[PROBLEM STATEMENT] The lines to extract begin at the line that contains "find the lake" and run through the last line of the listing; reproduce them exactly, minus any pictures.

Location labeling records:
|---|

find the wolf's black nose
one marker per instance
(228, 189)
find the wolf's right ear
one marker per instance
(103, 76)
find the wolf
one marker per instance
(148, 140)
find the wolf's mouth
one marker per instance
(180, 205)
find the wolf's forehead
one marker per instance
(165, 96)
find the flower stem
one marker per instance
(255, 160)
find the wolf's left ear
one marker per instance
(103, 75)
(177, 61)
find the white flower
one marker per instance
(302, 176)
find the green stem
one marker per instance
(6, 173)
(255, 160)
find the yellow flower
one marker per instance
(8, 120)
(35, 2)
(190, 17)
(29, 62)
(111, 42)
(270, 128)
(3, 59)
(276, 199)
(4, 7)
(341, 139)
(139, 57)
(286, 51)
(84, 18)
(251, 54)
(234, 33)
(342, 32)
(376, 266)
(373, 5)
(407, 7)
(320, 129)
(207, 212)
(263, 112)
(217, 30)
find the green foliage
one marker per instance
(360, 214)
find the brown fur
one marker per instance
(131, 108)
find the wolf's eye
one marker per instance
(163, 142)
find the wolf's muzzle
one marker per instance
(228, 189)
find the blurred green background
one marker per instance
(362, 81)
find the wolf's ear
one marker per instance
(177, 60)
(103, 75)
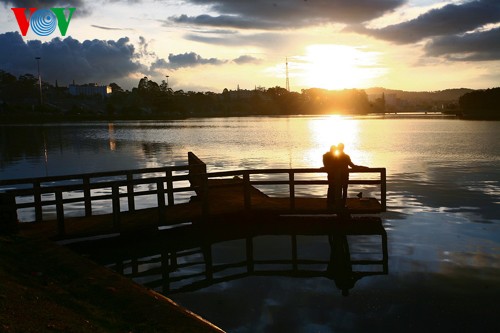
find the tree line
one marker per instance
(152, 99)
(481, 103)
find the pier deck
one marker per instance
(222, 196)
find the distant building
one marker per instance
(89, 89)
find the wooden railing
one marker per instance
(166, 181)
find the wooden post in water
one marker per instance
(249, 252)
(87, 196)
(8, 214)
(291, 184)
(60, 213)
(246, 191)
(170, 188)
(37, 198)
(160, 192)
(130, 192)
(383, 190)
(115, 199)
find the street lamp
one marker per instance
(39, 78)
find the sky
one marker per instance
(199, 45)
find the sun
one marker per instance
(331, 66)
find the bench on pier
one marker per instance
(218, 195)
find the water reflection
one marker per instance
(191, 258)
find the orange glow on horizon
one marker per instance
(336, 67)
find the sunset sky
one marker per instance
(416, 45)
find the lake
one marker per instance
(443, 218)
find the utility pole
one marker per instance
(287, 80)
(39, 79)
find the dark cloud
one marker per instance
(478, 46)
(81, 8)
(270, 39)
(246, 59)
(449, 20)
(68, 59)
(279, 14)
(191, 59)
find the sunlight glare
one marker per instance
(332, 130)
(338, 67)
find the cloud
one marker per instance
(108, 28)
(280, 14)
(273, 40)
(449, 20)
(246, 59)
(191, 59)
(68, 59)
(478, 46)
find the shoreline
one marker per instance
(47, 287)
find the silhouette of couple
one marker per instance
(336, 164)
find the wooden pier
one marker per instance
(215, 196)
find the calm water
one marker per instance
(443, 219)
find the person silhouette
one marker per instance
(336, 163)
(329, 163)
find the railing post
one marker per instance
(170, 188)
(295, 257)
(246, 191)
(116, 206)
(60, 213)
(37, 198)
(160, 192)
(205, 203)
(383, 189)
(249, 253)
(8, 214)
(130, 191)
(291, 180)
(86, 196)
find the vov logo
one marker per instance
(43, 22)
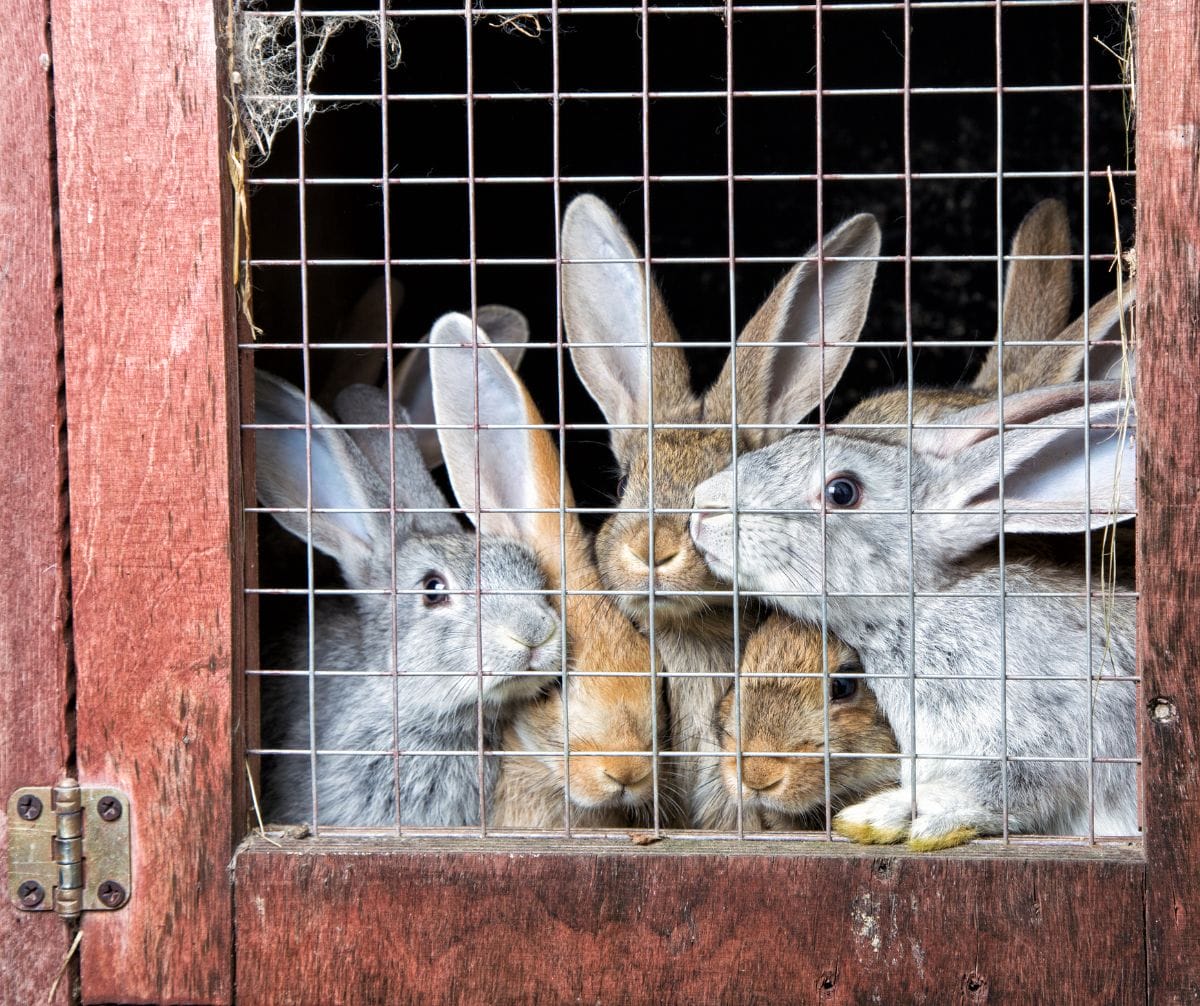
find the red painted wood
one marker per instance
(1169, 469)
(153, 445)
(682, 923)
(34, 687)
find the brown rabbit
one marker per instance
(612, 704)
(789, 358)
(1036, 310)
(784, 713)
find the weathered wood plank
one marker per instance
(153, 441)
(1169, 478)
(34, 687)
(521, 922)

|---|

[RESPONSE FOR THIS EXERCISE]
find the lake
one marker per instance
(443, 218)
find the utility pole
one marker per instance
(287, 80)
(39, 79)
find the dark cloud
one marker per instance
(478, 46)
(81, 8)
(270, 39)
(246, 59)
(449, 20)
(68, 59)
(279, 14)
(191, 59)
find the sunlight glare
one marker per instance
(332, 130)
(338, 67)
find the cloud
one marker per instance
(108, 28)
(280, 14)
(273, 40)
(449, 20)
(246, 59)
(191, 59)
(68, 59)
(478, 46)
find the shoreline
one marker per instance
(47, 287)
find the silhouette of couple
one marker per instance
(336, 164)
find the wooden pier
one marker per instance
(215, 196)
find the calm water
one marker per instance
(443, 219)
find the person silhouette
one marker per instance
(336, 163)
(329, 163)
find the railing post
one marker per instance
(170, 188)
(295, 257)
(246, 191)
(116, 206)
(60, 213)
(37, 198)
(160, 192)
(205, 203)
(383, 189)
(249, 253)
(8, 214)
(130, 191)
(291, 180)
(86, 196)
find the vov logo
one marker per instance
(43, 22)
find the red painted wood
one marker per instance
(1169, 469)
(153, 445)
(682, 923)
(34, 687)
find the brown rabbit
one marker per instance
(612, 704)
(789, 358)
(1036, 310)
(784, 713)
find the weathered wood plank
one marker per instance
(153, 441)
(1169, 478)
(34, 687)
(521, 922)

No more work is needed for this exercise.